[LISTED RECORDS — start]

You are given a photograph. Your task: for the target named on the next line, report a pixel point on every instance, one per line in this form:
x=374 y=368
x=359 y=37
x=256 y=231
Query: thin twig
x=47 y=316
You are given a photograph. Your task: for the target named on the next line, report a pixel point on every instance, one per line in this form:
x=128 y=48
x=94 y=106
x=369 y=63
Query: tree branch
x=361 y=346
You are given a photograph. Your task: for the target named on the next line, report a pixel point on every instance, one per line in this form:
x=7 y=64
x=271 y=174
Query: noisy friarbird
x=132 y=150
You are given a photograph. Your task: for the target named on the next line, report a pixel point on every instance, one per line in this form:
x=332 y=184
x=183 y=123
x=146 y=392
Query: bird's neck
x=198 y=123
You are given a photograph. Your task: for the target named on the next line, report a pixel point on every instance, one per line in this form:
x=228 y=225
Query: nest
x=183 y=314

[LISTED RECORDS — finish]

Final part of the records: return the line that contains "x=146 y=392" and every line after it, exactly, with no other lines added.

→ **TASK ANSWER**
x=146 y=392
Query: bird's neck
x=198 y=123
You are given a photograph. Your task: for the target named on the next line, report a pixel point on every instance, one per line in this form:
x=228 y=225
Query: nest
x=183 y=314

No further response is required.